Exercise instructions ->
Rescale the records starting at the line that contains "Trace the outline of every instance of the strawberry" and ending at the line that contains "296 L 557 285", giving only those lines again with the requests included and unchanged. In the answers, multiply every number (the viewBox dimensions and the path coordinates) by 0.35 and round each to a whole number, with halves rounded up.
**** Source data ****
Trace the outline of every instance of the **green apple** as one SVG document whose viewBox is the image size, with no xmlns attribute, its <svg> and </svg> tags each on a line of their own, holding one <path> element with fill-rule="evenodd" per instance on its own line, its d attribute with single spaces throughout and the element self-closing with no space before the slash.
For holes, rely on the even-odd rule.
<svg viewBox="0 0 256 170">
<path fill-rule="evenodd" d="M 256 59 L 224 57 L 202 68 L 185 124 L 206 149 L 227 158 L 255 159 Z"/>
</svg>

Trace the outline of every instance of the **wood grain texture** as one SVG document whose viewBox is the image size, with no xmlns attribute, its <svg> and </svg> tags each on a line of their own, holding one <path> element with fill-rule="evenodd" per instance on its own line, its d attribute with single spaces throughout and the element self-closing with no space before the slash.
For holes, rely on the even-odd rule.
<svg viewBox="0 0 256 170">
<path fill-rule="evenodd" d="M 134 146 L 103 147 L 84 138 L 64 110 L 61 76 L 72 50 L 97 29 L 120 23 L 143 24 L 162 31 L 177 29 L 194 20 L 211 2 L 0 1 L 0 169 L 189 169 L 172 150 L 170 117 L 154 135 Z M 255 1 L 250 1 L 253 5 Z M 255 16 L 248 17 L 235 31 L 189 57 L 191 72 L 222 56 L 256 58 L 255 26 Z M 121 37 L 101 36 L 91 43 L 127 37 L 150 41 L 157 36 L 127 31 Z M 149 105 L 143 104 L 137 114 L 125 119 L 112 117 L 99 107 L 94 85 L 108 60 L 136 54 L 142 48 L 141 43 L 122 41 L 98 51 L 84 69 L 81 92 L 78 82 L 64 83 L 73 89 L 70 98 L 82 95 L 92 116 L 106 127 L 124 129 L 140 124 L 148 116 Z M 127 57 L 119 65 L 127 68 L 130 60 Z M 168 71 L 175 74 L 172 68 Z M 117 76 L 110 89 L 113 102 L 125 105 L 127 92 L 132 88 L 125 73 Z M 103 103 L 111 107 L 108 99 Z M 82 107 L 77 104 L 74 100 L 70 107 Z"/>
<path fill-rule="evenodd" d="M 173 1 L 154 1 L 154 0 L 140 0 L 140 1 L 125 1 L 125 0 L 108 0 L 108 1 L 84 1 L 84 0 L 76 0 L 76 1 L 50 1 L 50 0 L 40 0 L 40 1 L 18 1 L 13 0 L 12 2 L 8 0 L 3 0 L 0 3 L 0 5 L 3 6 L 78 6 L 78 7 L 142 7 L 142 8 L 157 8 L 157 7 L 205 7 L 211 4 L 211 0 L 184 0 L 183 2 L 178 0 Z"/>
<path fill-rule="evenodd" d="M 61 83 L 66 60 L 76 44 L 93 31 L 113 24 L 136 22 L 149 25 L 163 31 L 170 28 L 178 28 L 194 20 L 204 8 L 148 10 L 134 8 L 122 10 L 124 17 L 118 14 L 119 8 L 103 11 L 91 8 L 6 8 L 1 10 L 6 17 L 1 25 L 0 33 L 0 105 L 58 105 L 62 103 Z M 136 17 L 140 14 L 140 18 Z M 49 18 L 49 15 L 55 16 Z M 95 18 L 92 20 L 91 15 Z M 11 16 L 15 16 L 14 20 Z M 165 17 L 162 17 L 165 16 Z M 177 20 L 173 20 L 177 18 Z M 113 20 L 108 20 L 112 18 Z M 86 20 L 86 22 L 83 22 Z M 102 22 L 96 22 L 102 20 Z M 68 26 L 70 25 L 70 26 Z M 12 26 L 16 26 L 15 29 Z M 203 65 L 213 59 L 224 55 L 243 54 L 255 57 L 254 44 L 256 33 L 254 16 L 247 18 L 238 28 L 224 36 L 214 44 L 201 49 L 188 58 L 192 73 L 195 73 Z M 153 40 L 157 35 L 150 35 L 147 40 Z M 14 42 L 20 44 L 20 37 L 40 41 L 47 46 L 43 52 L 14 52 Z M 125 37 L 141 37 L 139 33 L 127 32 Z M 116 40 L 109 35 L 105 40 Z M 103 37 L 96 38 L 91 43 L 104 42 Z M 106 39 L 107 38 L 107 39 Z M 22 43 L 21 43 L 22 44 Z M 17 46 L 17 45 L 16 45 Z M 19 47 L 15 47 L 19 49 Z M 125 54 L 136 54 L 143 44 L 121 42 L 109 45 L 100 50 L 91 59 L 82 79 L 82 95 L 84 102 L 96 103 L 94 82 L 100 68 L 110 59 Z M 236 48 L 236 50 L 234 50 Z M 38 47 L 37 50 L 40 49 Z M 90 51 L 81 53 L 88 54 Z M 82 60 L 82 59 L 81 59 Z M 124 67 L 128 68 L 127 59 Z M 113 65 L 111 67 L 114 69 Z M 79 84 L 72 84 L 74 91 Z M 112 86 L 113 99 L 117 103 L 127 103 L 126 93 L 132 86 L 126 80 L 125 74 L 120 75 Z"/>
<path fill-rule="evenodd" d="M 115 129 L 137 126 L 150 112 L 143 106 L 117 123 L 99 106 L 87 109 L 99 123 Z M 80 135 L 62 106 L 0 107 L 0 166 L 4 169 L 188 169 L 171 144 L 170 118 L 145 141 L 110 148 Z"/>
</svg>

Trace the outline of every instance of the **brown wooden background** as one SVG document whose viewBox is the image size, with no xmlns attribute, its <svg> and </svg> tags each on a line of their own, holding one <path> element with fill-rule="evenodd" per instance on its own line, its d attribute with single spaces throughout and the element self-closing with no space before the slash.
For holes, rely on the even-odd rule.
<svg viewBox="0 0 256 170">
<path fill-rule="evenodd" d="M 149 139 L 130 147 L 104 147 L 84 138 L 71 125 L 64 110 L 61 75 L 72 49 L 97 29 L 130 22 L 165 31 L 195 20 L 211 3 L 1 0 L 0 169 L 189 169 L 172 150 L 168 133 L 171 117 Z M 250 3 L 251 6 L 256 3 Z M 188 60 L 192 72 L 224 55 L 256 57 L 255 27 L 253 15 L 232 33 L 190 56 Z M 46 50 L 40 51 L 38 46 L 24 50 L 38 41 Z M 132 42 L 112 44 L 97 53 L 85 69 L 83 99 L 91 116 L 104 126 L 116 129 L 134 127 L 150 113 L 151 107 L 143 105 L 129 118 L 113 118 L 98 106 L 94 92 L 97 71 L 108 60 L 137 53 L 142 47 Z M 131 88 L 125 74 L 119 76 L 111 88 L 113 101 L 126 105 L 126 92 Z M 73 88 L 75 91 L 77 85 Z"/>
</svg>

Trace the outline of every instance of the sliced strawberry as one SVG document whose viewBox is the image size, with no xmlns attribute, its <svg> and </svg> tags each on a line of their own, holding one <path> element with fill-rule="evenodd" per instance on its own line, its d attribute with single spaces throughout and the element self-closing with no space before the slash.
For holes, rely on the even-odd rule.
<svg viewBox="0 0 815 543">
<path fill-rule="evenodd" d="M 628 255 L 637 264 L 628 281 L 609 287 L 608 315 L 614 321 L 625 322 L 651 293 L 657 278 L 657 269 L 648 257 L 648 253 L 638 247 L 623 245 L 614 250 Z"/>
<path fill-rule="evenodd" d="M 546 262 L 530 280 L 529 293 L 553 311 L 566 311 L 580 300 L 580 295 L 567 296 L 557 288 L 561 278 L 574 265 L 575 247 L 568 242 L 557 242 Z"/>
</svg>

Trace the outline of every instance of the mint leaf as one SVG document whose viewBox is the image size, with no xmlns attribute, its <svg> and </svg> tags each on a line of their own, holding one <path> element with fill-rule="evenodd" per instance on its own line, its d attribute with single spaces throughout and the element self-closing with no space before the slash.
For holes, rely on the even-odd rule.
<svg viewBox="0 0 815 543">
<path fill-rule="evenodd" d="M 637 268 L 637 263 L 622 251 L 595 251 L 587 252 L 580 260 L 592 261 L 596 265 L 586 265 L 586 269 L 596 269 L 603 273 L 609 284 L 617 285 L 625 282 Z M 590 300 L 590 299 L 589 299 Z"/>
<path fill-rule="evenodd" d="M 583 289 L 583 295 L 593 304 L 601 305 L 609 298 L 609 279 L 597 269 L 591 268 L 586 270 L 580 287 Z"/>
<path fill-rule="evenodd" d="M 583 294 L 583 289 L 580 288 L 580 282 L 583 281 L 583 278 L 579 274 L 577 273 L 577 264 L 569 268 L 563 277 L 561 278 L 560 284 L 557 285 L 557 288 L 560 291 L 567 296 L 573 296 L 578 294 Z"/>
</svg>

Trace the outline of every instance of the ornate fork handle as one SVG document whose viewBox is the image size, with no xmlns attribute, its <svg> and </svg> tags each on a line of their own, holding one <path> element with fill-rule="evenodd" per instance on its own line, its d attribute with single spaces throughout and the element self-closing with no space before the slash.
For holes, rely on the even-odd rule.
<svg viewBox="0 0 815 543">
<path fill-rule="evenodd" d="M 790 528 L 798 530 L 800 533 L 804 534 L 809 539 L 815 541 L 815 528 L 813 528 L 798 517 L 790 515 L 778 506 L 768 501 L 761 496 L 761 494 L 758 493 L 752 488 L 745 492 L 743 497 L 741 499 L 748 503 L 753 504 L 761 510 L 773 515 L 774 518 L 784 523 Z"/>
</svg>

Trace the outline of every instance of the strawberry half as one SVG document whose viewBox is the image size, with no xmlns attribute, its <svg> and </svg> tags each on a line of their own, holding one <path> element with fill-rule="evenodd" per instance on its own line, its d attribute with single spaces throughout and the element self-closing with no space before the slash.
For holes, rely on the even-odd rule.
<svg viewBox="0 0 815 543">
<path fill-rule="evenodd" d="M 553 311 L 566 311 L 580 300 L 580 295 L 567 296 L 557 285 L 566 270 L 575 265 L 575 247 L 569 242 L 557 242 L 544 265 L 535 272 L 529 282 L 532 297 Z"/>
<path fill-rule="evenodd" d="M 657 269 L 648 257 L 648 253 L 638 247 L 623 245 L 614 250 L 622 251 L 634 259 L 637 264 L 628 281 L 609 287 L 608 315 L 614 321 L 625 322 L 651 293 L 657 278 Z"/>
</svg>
****
Response for this exercise ->
Trace the outline of every instance of the strawberry half as one SVG document whose viewBox is the image size, with no xmlns attribute, its <svg> and </svg> tags each on a line of their own, holding one <path> element with fill-rule="evenodd" per instance on its own line, its d attribute with single spaces throughout and the element self-closing with no space before the slash.
For holes, rely on the even-odd rule.
<svg viewBox="0 0 285 190">
<path fill-rule="evenodd" d="M 194 109 L 198 109 L 203 105 L 203 103 L 198 104 L 195 100 L 198 95 L 201 93 L 201 86 L 199 85 L 195 85 L 190 93 L 187 95 L 185 99 L 186 104 Z"/>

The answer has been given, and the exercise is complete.